**Entries**:
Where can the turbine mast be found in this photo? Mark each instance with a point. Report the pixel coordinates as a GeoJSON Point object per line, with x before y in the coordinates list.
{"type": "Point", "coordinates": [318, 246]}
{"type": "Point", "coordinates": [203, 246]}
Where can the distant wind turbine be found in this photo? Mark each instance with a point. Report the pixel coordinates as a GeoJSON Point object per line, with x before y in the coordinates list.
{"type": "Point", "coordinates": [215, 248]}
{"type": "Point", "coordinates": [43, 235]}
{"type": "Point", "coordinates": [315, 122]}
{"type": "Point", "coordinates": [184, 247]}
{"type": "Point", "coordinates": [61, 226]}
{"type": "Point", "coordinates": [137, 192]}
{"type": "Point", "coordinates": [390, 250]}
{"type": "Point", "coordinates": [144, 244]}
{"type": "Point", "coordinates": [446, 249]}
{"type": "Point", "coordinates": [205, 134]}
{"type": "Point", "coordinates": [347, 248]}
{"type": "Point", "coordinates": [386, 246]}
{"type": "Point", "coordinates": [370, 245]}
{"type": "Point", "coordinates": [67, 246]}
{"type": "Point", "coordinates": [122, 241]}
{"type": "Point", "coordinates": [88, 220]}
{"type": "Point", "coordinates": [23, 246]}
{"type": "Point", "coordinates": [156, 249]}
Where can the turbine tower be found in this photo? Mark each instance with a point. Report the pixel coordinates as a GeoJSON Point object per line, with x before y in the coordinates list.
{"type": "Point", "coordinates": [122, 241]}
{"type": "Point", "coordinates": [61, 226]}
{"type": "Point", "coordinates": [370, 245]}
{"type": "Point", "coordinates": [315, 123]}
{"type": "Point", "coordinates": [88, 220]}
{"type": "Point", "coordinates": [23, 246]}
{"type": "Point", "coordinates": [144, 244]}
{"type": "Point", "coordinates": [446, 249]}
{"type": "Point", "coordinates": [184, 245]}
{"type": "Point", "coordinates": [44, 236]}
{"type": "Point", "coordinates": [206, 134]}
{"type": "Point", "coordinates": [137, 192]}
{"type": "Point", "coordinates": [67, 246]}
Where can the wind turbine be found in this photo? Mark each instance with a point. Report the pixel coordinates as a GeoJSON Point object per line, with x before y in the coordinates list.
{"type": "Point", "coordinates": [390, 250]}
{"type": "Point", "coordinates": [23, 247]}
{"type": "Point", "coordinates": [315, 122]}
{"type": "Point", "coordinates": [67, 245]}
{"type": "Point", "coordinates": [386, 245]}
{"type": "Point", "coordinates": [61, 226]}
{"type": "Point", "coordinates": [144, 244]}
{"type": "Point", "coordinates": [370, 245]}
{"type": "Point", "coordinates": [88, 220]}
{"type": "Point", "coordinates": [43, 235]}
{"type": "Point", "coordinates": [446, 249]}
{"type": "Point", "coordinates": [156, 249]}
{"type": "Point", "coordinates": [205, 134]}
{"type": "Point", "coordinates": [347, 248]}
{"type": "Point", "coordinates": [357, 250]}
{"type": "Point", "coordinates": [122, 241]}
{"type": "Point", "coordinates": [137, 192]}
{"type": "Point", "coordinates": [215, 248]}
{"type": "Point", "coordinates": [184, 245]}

**What needs to be done**:
Reproduce the complete set of lines precisely as supplied.

**Result of this task**:
Where can the turbine mast be found in this photo? Mark each instance with a point. Report the pixel coordinates as a GeoJSON Point object per line, with x before y in the coordinates list.
{"type": "Point", "coordinates": [318, 246]}
{"type": "Point", "coordinates": [203, 246]}
Where can the distant wind turbine be found in this photo? Mark each instance with a point. Report the pixel coordinates as a GeoJSON Point object per line, with x before y in the coordinates list.
{"type": "Point", "coordinates": [215, 248]}
{"type": "Point", "coordinates": [43, 235]}
{"type": "Point", "coordinates": [315, 122]}
{"type": "Point", "coordinates": [184, 247]}
{"type": "Point", "coordinates": [61, 226]}
{"type": "Point", "coordinates": [137, 192]}
{"type": "Point", "coordinates": [390, 250]}
{"type": "Point", "coordinates": [144, 244]}
{"type": "Point", "coordinates": [446, 249]}
{"type": "Point", "coordinates": [205, 134]}
{"type": "Point", "coordinates": [347, 248]}
{"type": "Point", "coordinates": [386, 246]}
{"type": "Point", "coordinates": [370, 245]}
{"type": "Point", "coordinates": [67, 246]}
{"type": "Point", "coordinates": [122, 241]}
{"type": "Point", "coordinates": [88, 220]}
{"type": "Point", "coordinates": [23, 246]}
{"type": "Point", "coordinates": [156, 249]}
Where can the turbine tower be found in this photo? Mark each instance with a point. Report the pixel coordinates as a GeoJSON Point object per line, with x before y in the coordinates list.
{"type": "Point", "coordinates": [122, 241]}
{"type": "Point", "coordinates": [61, 226]}
{"type": "Point", "coordinates": [370, 245]}
{"type": "Point", "coordinates": [315, 123]}
{"type": "Point", "coordinates": [88, 220]}
{"type": "Point", "coordinates": [23, 246]}
{"type": "Point", "coordinates": [144, 244]}
{"type": "Point", "coordinates": [446, 249]}
{"type": "Point", "coordinates": [184, 245]}
{"type": "Point", "coordinates": [44, 236]}
{"type": "Point", "coordinates": [206, 134]}
{"type": "Point", "coordinates": [137, 192]}
{"type": "Point", "coordinates": [67, 246]}
Where can the wind turbine be found in this photo? Mark each instance with a point. Report the pixel coordinates as a GeoJSON Point object per line, with x before y in the coordinates list.
{"type": "Point", "coordinates": [390, 250]}
{"type": "Point", "coordinates": [23, 247]}
{"type": "Point", "coordinates": [315, 122]}
{"type": "Point", "coordinates": [67, 245]}
{"type": "Point", "coordinates": [386, 245]}
{"type": "Point", "coordinates": [61, 226]}
{"type": "Point", "coordinates": [144, 244]}
{"type": "Point", "coordinates": [370, 245]}
{"type": "Point", "coordinates": [88, 220]}
{"type": "Point", "coordinates": [43, 235]}
{"type": "Point", "coordinates": [446, 249]}
{"type": "Point", "coordinates": [156, 249]}
{"type": "Point", "coordinates": [205, 134]}
{"type": "Point", "coordinates": [347, 248]}
{"type": "Point", "coordinates": [357, 250]}
{"type": "Point", "coordinates": [122, 241]}
{"type": "Point", "coordinates": [137, 192]}
{"type": "Point", "coordinates": [215, 248]}
{"type": "Point", "coordinates": [184, 245]}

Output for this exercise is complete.